_DATASET_
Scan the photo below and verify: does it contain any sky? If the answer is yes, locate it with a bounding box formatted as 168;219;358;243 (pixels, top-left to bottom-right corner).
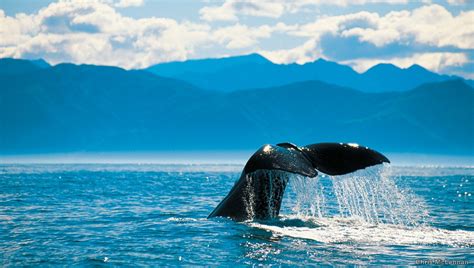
0;0;473;78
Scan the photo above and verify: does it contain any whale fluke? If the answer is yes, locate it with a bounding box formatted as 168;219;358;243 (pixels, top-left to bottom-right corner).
243;144;317;177
208;142;390;221
301;143;390;175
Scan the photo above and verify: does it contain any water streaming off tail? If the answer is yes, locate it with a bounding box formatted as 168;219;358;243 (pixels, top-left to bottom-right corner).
244;170;292;220
286;165;428;226
290;175;326;218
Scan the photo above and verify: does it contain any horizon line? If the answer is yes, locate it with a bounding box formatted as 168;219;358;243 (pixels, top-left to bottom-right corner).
1;152;473;167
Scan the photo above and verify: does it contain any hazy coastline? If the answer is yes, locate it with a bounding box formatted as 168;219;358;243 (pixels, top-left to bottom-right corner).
1;151;473;167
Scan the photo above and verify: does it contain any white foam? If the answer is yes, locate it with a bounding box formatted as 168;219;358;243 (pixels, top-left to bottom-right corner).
165;217;198;222
250;215;474;247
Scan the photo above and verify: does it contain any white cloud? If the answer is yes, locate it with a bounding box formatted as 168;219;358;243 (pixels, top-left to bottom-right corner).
213;24;272;49
200;1;284;21
199;5;238;22
0;0;472;78
115;0;144;8
283;0;409;12
340;5;474;49
0;0;212;68
0;0;299;67
446;0;467;5
260;39;323;64
286;4;474;49
260;4;473;75
341;52;469;73
259;12;381;64
199;0;410;21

_THE PROBLEM_
Reproduce all of the data exactly, omitting each picture it holds.

_REPLY_
Scan the photo below and verify: does it contain any sky? If the answer is yes, locate it with a bounding box formatted as 168;219;358;243 (pixels, top-left to bottom-right corner).
0;0;473;78
Scan the photo above and verify: does it contain any whale fluke? If the answer is yes, locate it with a bounding box formatted as 168;219;358;243 (pixels, top-left to bottom-right corner).
243;144;317;177
208;142;390;221
301;143;390;175
Scan the photo above and verify: does it contain any water streaming off tail? If the answer is yes, locate it with a bounding box formatted as 168;219;358;243 (pixels, top-left to bottom-right corner).
244;170;292;220
286;165;428;226
290;175;326;218
Scan the photo above and verify: does it contain any horizon line? If the answer is yes, locate it with a bounding box formatted as 168;219;358;243 (pixels, top-left to bottom-right corner).
1;152;473;167
Scan the photo above and verify: does it contain any hazy coastline? If the answer is yes, locate it with a bounding box formatted as 168;219;358;243 (pixels, top-left to bottom-right corner).
1;151;473;167
Scan the photo above and verify: does it contain any white foam? If the answer is yes, locate it with a bounding box formatted as 168;219;358;243 (pixels, top-left to bottom-right corner).
165;217;198;222
250;215;474;247
Scan the photo above and verify: does it contain any white cloud? If the answer is yes, locate it with a bounding box formatted as 168;219;358;243 (pixels, top-left to bottom-right corner).
213;24;272;49
200;1;284;21
199;5;238;22
0;0;472;78
115;0;144;8
283;0;409;12
340;5;474;49
0;0;212;68
0;0;299;67
446;0;467;5
260;39;323;64
286;4;474;49
260;4;473;75
341;52;469;73
259;12;381;64
199;0;410;21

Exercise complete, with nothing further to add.